Each entry needs to be reproduced verbatim.

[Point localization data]
:::

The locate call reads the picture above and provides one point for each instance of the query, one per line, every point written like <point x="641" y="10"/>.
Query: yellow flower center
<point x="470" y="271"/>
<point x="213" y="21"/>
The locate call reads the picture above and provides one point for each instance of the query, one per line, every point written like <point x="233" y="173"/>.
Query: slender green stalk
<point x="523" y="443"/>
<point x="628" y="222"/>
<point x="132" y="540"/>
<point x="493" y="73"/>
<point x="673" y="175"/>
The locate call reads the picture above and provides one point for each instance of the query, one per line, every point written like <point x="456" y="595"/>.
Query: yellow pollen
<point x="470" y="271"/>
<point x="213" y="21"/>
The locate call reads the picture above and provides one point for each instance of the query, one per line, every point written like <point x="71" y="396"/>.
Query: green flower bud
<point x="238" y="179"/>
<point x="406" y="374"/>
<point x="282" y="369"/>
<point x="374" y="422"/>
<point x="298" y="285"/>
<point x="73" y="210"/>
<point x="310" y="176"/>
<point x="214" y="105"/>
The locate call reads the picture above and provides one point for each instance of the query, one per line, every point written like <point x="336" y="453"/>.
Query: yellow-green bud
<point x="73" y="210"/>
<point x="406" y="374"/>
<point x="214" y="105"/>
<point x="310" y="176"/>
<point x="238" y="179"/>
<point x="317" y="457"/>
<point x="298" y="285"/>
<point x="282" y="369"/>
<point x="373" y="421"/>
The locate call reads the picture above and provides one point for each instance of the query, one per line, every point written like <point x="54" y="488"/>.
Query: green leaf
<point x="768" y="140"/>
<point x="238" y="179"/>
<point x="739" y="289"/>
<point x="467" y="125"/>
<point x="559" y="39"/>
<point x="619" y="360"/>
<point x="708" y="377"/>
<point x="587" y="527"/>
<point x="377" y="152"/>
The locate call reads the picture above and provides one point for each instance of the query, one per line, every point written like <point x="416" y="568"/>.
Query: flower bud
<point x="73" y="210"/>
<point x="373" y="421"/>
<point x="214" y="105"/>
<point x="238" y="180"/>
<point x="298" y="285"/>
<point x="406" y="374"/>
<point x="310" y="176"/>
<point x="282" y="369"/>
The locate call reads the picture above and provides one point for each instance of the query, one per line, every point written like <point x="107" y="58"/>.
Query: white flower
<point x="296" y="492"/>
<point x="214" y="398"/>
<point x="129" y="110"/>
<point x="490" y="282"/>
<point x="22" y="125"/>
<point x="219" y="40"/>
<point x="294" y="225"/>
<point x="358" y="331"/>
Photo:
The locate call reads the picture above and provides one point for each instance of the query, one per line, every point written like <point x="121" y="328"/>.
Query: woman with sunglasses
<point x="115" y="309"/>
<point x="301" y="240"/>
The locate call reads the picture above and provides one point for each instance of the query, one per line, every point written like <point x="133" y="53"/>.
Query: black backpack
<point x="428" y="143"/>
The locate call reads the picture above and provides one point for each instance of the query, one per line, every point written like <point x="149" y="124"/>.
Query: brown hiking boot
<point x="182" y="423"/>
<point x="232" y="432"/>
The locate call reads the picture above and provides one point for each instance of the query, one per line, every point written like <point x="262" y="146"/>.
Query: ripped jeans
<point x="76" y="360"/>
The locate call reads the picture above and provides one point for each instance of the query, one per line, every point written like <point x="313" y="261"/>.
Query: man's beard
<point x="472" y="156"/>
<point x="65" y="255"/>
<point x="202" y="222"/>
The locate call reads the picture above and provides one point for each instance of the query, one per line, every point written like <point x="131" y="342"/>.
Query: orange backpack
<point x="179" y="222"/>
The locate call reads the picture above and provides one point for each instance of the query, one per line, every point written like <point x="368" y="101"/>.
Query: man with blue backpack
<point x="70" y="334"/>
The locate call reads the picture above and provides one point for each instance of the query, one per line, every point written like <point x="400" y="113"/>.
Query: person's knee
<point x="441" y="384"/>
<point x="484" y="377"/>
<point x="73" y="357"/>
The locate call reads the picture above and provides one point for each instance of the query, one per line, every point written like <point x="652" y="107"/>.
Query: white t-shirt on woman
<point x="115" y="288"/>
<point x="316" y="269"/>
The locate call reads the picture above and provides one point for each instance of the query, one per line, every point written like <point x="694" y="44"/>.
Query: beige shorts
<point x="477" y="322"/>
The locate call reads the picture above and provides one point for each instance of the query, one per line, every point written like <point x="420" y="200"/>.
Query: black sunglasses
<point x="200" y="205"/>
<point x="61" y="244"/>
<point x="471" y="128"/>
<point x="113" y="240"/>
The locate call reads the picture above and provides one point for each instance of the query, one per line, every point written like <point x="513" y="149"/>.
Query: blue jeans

:::

## FINAL ANSWER
The locate call reads the picture above and provides one point for each instance of the query, one per line, every point written like <point x="641" y="10"/>.
Query: yellow flower center
<point x="470" y="271"/>
<point x="213" y="21"/>
The locate call reads the picture above and provides one point for each instance of the query, one per line, every point written like <point x="233" y="173"/>.
Query: slender green stalk
<point x="523" y="443"/>
<point x="628" y="222"/>
<point x="132" y="540"/>
<point x="493" y="73"/>
<point x="673" y="175"/>
The locate call reads the picture above and provides one point for each instance of the query, one per line, every point written like <point x="456" y="595"/>.
Query: yellow pollen
<point x="470" y="271"/>
<point x="213" y="21"/>
The locate call reads the picture above and provides one point for each instance of the query, one per line, every point written like <point x="71" y="396"/>.
Query: green flower bud
<point x="238" y="179"/>
<point x="406" y="374"/>
<point x="282" y="369"/>
<point x="374" y="422"/>
<point x="298" y="285"/>
<point x="73" y="210"/>
<point x="310" y="176"/>
<point x="214" y="105"/>
The locate call reads the picture above and provides one point for each instance of the query, one per line, every point written like <point x="336" y="453"/>.
Query: yellow-green bud
<point x="73" y="210"/>
<point x="406" y="374"/>
<point x="214" y="105"/>
<point x="310" y="176"/>
<point x="238" y="179"/>
<point x="317" y="457"/>
<point x="298" y="285"/>
<point x="282" y="369"/>
<point x="373" y="421"/>
The locate call reads the picture above and provides one point for each instance of the query, one per line, every point written like <point x="54" y="488"/>.
Query: green leaf
<point x="768" y="140"/>
<point x="238" y="179"/>
<point x="739" y="289"/>
<point x="467" y="125"/>
<point x="559" y="39"/>
<point x="619" y="360"/>
<point x="708" y="377"/>
<point x="587" y="527"/>
<point x="377" y="152"/>
The locate call reads the picture above and provides one point for each instance of the query, one per line, every point written like <point x="416" y="568"/>.
Query: flower bud
<point x="73" y="210"/>
<point x="373" y="421"/>
<point x="214" y="105"/>
<point x="238" y="180"/>
<point x="298" y="285"/>
<point x="406" y="374"/>
<point x="310" y="176"/>
<point x="282" y="369"/>
The locate call reads the picture above and provides one point for each instance of the query, one per line, every point written like <point x="107" y="58"/>.
Query: white flower
<point x="296" y="492"/>
<point x="214" y="398"/>
<point x="129" y="110"/>
<point x="490" y="282"/>
<point x="22" y="125"/>
<point x="219" y="40"/>
<point x="294" y="225"/>
<point x="358" y="331"/>
Photo:
The locate call reads the picture above and provides one point for each instance of the query, one per line, every point written like <point x="121" y="328"/>.
Query: woman with sunglasses
<point x="115" y="309"/>
<point x="301" y="240"/>
The locate call reads the picture above and provides one point for each instance of the query, one per line, every point written like <point x="133" y="53"/>.
Query: black backpack
<point x="428" y="143"/>
The locate call reads the picture above and provides one point for each instance of the query, one per line, every point written like <point x="149" y="124"/>.
Query: brown hiking boot
<point x="182" y="423"/>
<point x="232" y="432"/>
The locate call reads the picture above and provides one point for each instance of the query, one per line, every point written like <point x="262" y="146"/>.
Query: ripped jeans
<point x="76" y="360"/>
The locate call reads the picture above and provides one point for each instance of the query, one per line, every point written like <point x="313" y="261"/>.
Query: man's beard
<point x="472" y="156"/>
<point x="65" y="255"/>
<point x="202" y="222"/>
The locate call reads the picture above and provides one point for each instance of the query, one per line, every point written like <point x="131" y="342"/>.
Query: orange backpack
<point x="179" y="222"/>
The locate call reads the picture above and provides one point for each instance of the query, one per line, every point written like <point x="368" y="101"/>.
Query: man with blue backpack
<point x="70" y="334"/>
The locate call reads the picture above and provides one point for each instance of the query, one per line, every point written like <point x="400" y="113"/>.
Query: person's knee
<point x="441" y="384"/>
<point x="484" y="377"/>
<point x="73" y="357"/>
The locate call reads the picture above and provides one point for each instance of the query, one per line, every point written like <point x="652" y="107"/>.
Query: white t-shirt on woman
<point x="115" y="288"/>
<point x="316" y="269"/>
The locate call reads the picture above and provides one point for each instance of the query, one per line, every point written like <point x="694" y="44"/>.
Query: beige shorts
<point x="477" y="322"/>
The locate call reads the picture above and provides one point for each instance of the query, one per line, every point written like <point x="420" y="200"/>.
Query: black sunglasses
<point x="200" y="205"/>
<point x="61" y="244"/>
<point x="471" y="128"/>
<point x="113" y="240"/>
The locate call reads the picture above and provides one point for each instance of the query, one per line, every point written like <point x="513" y="149"/>.
Query: blue jeans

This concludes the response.